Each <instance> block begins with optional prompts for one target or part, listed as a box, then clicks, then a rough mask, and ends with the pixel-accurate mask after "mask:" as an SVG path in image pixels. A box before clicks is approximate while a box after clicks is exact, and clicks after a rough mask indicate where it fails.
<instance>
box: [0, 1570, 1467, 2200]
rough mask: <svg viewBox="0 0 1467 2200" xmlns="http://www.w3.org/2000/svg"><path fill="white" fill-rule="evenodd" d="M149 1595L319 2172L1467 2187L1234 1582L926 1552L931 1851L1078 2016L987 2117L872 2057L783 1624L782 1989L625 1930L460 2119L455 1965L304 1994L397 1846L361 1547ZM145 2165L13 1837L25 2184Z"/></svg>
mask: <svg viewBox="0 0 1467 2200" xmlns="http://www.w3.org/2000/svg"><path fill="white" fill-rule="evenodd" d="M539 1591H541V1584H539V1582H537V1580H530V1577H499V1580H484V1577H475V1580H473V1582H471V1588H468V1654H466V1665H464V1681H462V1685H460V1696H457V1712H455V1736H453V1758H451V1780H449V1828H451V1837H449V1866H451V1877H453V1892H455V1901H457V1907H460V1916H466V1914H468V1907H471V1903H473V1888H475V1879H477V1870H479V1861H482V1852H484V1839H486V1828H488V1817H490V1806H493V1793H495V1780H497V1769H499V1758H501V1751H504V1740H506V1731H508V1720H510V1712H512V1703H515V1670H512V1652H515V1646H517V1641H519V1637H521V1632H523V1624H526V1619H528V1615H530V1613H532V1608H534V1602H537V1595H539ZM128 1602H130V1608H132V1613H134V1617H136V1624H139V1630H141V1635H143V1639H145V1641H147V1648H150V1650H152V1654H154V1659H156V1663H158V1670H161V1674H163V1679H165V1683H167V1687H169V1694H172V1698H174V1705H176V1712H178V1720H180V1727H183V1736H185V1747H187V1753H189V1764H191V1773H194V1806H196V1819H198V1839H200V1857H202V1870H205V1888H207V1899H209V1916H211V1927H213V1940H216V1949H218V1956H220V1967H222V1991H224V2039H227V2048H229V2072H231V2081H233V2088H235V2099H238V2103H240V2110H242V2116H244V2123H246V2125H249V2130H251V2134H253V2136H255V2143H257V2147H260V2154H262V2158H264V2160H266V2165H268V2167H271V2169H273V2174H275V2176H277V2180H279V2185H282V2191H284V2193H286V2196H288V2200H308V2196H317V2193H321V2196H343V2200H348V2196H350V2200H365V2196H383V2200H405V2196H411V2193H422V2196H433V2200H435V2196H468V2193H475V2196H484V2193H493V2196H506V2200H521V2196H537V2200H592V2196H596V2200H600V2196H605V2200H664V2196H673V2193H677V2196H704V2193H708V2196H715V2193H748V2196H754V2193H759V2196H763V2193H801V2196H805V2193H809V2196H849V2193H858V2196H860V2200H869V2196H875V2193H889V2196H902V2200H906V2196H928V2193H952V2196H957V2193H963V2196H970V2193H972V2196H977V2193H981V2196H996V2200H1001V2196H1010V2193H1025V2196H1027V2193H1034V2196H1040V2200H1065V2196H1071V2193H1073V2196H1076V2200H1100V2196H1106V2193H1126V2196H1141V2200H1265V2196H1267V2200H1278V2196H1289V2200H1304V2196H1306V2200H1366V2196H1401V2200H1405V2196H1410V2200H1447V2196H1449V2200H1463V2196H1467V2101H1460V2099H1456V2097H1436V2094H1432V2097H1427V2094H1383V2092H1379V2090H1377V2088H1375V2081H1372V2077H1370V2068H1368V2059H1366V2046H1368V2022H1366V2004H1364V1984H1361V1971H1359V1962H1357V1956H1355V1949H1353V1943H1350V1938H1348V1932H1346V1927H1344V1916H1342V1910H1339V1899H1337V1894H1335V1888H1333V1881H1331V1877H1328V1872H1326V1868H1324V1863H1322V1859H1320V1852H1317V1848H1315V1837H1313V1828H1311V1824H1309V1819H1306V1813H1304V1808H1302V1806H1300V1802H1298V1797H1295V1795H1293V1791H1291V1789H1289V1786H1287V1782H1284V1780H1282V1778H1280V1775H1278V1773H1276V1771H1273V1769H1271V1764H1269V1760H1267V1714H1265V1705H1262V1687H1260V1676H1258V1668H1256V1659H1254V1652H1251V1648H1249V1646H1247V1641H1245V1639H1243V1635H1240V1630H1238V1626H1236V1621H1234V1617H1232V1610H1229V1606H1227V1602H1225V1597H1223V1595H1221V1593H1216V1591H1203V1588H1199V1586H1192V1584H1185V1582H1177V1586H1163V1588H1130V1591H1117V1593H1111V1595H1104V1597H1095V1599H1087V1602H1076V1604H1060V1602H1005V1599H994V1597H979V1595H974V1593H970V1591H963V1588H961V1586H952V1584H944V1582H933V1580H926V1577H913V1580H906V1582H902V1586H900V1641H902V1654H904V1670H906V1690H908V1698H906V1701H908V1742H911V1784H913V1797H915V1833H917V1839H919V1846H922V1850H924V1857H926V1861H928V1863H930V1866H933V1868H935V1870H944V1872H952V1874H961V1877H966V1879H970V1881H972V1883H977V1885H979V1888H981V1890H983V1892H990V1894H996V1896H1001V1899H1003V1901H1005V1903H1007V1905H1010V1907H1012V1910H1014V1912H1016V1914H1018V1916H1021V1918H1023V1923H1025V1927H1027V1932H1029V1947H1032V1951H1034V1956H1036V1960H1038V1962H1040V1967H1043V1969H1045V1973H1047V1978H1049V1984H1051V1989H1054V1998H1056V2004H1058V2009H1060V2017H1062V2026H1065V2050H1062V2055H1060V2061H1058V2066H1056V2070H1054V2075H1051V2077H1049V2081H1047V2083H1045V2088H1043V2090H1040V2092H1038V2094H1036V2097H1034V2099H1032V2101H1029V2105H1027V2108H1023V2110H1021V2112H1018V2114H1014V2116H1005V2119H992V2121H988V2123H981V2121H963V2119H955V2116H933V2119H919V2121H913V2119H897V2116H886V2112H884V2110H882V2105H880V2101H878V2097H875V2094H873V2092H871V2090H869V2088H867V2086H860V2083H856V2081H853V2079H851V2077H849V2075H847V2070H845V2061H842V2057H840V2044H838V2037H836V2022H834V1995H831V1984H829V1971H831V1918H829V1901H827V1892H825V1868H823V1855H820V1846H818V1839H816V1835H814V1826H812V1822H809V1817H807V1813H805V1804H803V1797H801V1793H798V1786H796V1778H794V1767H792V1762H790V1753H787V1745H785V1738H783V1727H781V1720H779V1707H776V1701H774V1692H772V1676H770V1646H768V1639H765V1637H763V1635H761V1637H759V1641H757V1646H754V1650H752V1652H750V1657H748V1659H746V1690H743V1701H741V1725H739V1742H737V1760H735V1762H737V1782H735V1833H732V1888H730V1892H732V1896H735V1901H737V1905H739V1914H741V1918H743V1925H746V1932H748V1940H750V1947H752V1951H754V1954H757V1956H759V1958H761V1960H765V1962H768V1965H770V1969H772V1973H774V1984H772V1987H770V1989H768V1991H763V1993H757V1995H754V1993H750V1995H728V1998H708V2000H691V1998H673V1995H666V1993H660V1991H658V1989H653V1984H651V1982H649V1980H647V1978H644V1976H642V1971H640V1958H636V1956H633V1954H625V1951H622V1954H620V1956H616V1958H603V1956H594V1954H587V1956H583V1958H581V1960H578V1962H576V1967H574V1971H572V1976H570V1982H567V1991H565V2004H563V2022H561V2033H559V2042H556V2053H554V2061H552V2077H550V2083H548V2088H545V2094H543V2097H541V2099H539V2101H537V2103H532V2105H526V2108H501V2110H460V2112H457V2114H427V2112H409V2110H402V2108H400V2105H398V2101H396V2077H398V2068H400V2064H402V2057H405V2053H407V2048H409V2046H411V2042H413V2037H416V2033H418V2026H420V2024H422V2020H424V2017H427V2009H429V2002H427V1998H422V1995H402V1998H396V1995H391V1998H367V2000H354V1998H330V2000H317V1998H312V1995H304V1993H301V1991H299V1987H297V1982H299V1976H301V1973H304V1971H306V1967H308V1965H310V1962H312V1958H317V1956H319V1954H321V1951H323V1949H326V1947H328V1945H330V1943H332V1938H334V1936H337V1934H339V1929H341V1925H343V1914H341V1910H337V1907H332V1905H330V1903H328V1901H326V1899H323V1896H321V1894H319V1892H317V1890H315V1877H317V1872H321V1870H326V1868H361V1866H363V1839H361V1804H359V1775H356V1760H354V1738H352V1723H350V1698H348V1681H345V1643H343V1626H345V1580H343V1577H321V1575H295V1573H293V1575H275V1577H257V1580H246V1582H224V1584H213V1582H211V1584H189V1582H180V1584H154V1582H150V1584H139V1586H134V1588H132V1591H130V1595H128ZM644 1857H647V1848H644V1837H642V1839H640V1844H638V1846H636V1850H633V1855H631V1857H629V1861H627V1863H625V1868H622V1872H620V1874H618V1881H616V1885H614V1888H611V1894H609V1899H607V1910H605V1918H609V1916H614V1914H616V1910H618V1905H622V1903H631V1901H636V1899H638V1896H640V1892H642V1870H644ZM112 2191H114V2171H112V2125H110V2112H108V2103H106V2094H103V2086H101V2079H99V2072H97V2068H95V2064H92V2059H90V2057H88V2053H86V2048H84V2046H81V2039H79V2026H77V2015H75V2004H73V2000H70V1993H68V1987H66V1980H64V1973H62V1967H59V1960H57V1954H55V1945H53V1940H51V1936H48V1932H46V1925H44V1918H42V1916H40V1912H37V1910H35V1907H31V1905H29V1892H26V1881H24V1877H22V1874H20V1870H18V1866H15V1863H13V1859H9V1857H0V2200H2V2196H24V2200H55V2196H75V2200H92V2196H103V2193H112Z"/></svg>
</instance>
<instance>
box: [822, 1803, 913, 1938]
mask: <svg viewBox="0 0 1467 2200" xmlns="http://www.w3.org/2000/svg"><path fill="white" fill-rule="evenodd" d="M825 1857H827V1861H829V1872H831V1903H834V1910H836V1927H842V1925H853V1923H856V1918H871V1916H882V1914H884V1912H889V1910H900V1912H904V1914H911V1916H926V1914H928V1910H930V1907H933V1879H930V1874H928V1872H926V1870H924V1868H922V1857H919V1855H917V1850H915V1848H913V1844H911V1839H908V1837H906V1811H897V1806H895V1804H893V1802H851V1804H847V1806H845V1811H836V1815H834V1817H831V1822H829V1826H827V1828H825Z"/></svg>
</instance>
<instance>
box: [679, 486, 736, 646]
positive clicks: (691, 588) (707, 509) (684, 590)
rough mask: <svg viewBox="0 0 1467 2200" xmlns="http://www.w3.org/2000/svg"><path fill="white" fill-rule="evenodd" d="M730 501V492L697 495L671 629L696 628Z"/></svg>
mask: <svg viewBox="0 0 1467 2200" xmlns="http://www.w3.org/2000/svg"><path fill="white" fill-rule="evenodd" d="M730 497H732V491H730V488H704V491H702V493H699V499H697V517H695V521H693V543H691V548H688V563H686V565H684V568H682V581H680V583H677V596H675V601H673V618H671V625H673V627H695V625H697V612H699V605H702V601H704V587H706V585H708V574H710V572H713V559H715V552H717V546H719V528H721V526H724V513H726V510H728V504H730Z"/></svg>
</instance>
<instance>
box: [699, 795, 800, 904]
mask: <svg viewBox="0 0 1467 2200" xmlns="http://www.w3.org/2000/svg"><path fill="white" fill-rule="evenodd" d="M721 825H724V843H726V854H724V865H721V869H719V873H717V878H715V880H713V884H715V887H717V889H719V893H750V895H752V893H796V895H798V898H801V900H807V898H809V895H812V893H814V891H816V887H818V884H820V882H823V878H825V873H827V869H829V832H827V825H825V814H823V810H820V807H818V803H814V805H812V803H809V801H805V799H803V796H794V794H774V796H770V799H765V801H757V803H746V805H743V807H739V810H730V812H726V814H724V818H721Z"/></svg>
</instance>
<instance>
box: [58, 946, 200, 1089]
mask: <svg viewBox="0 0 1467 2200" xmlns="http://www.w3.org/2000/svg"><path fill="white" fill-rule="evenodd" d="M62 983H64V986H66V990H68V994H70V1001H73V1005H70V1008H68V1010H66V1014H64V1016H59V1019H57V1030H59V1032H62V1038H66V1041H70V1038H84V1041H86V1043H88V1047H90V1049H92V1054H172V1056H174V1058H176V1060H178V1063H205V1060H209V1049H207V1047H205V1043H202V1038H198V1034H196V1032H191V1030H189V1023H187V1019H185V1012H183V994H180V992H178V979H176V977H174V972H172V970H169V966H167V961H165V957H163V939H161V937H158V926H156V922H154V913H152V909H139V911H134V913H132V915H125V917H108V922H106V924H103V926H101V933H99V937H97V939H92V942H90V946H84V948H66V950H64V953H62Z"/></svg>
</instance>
• • • • • • •
#### Exercise objective
Starting at the beginning of the records and ending with the line that contains "1595L319 2172L1467 2187L1234", lay out those lines as a numbered list and leave out any blank lines.

#### Solution to the problem
1. Each <instance> block begins with optional prompts for one target or part, listed as a box, then clicks, then a rough mask, and ends with the pixel-accurate mask after "mask:" as an SVG path in image pixels. A box before clicks is approximate while a box after clicks is exact, and clicks after a rough mask indicate where it fails.
2. <instance>
3. box: [0, 1570, 1467, 2200]
4. rough mask: <svg viewBox="0 0 1467 2200" xmlns="http://www.w3.org/2000/svg"><path fill="white" fill-rule="evenodd" d="M149 1595L319 2172L1467 2187L1234 1582L926 1552L931 1851L1078 2016L987 2117L872 2057L783 1624L782 1989L625 1930L460 2119L455 1965L304 1994L397 1846L361 1547ZM145 2165L13 1837L25 2184Z"/></svg>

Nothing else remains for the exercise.